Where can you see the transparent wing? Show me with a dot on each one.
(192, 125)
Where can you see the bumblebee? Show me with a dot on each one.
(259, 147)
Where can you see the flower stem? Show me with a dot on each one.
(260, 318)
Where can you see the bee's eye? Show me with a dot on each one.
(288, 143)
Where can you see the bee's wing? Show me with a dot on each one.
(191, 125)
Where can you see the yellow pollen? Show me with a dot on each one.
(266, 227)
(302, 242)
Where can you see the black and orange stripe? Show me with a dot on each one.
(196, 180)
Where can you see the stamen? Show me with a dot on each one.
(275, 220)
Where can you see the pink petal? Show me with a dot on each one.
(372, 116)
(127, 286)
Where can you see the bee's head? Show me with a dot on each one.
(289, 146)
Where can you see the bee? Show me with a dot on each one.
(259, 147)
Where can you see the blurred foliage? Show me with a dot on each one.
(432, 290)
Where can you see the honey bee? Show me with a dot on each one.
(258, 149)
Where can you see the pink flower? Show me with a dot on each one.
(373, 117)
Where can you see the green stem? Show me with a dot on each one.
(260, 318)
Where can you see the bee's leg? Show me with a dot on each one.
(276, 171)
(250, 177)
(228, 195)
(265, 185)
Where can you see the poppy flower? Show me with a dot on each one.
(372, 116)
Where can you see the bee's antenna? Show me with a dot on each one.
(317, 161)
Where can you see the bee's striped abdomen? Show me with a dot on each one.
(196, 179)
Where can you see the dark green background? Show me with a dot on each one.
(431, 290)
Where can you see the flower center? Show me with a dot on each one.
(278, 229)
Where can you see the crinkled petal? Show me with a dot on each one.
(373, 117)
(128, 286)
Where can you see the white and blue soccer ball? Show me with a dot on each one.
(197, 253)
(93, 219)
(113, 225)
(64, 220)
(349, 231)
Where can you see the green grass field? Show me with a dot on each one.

-- What is expected --
Every line of the material must be returned exactly as it appears.

-- Completed task --
Where can you see the transparent wing? Show me with a dot on each one.
(192, 125)
Where can you see the bumblebee? Show me with a dot on each one.
(259, 147)
Where can you see the flower stem? Show me with a dot on each one.
(260, 318)
Where can you see the bee's eye? Show me with a dot on each one.
(288, 143)
Where can you see the bee's wing? Show me with a dot on each one.
(191, 125)
Where can you see the yellow pollen? Show me with a dot on each one.
(266, 227)
(302, 242)
Where can you see the black and orange stripe? Show me with a dot on each one.
(196, 180)
Where can you see the stamen? Show me with a dot on each one.
(275, 220)
Where can you see the pink petal? Show me with a dot on each one.
(372, 116)
(127, 286)
Where can you see the bee's head? Show me with a dot on each one.
(289, 146)
Where can you see the bee? Show me with a dot on each one.
(259, 147)
Where can you see the blurred foliage? Show me with a dot on each one.
(432, 290)
Where can you see the honey bee? Show me with a dot on each one.
(258, 149)
Where can you see the pink flower? Show me with a dot on each one.
(373, 117)
Where can you see the green stem? Show me with a dot on each one.
(260, 318)
Where can you see the bee's leg? Show me with a dot on each one.
(276, 171)
(250, 177)
(228, 195)
(265, 185)
Where can you see the poppy flower? Show me with a dot on each one.
(372, 116)
Where can you see the bee's antenna? Show me with a dot on each one.
(317, 161)
Where can you see the bee's striped abdomen? Show me with a dot on each one.
(196, 179)
Where can you see the dark green background? Show me with a dot on each one.
(431, 290)
Where can you see the flower center? Show me with a dot on each one.
(278, 229)
Where can you see the crinkled petal? Show me with a dot on each one.
(373, 117)
(128, 286)
Where can you see the white and blue soccer ball? Show me with a dot on each one.
(197, 253)
(93, 219)
(113, 225)
(64, 220)
(349, 231)
Where can you see the green grass field? Show me with a dot on each one.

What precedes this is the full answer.